--- Recorded information ---

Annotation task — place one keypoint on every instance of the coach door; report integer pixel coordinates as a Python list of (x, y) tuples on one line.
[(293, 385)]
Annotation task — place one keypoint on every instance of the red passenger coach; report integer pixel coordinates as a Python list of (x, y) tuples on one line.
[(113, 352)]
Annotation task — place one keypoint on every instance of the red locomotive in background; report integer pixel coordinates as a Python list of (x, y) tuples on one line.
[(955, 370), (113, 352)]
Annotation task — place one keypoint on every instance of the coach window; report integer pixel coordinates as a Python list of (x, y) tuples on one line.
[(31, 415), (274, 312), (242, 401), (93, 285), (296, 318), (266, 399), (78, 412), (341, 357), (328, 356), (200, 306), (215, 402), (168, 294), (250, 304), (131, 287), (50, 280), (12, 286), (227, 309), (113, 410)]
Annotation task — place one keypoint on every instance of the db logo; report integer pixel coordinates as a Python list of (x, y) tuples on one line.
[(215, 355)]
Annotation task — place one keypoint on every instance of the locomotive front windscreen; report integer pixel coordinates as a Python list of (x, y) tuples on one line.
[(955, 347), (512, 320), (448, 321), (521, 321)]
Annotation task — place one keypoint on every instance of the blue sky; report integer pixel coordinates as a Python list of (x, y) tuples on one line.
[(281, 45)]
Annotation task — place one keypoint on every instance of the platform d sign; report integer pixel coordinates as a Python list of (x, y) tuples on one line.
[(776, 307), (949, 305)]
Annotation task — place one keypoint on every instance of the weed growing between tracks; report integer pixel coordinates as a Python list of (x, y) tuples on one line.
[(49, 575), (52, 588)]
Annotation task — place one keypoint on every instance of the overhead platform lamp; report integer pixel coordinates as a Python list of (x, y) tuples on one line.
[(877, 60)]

---

* What the exercise asks *
From start to finish, retype the records above with complete accuracy.

* Worked solution *
Annotation task — place one keypoint on every instance of the coach door; report integer pixel coordinates as a Python list of (x, y) tuples on one line.
[(293, 385)]
Annotation task — place one keypoint on every instance of the red passenger coach; report integer pixel coordinates as a Python list of (x, y) tuples on one line.
[(113, 352)]
Annotation task — place one keypoint on every instance of the red locomotive in background; report integer pixel coordinates as a Python list of (x, y) tuples on one line.
[(955, 370), (113, 352)]
Annotation task — place one keypoint on every instance of the coach window; report integer pixel coordinates as a Python list of (x, y) tuples on one line.
[(31, 415), (274, 312), (242, 401), (93, 285), (296, 318), (266, 399), (78, 412), (341, 357), (328, 356), (200, 306), (215, 402), (168, 294), (250, 304), (131, 287), (50, 280), (12, 286), (227, 309), (113, 410)]
Annotation task — place one keypoint on every instance of the db logo; report integer pixel coordinates as a Python list of (x, y) tuples on one line.
[(215, 355)]
Annotation task — place one keypoint on every instance of the locomotive front windscreen; report integer pixel coordinates as a Python list of (x, y) tuples on one line.
[(955, 347), (512, 320), (448, 321), (521, 321)]
Annotation task — place one keypoint on every instance of the blue sky; report integer pixel coordinates as a Python list of (x, y) tuples on one line.
[(281, 45)]
Annotation task — place one keypoint on every instance of the platform d sign; report integer pixel coordinates as a Python list of (x, y) tuples on one line.
[(776, 307), (949, 305)]
Annotation task — place one keypoint on every instance of the weed growing between tracks; report integer pixel coordinates as a Python list of (x, y) tuples on one line.
[(49, 575), (52, 588)]
Annotation task — place one keypoint on every instance of the overhead platform lamp; report integer pixel coordinates as a Python list of (x, y) tuples on one line.
[(877, 60)]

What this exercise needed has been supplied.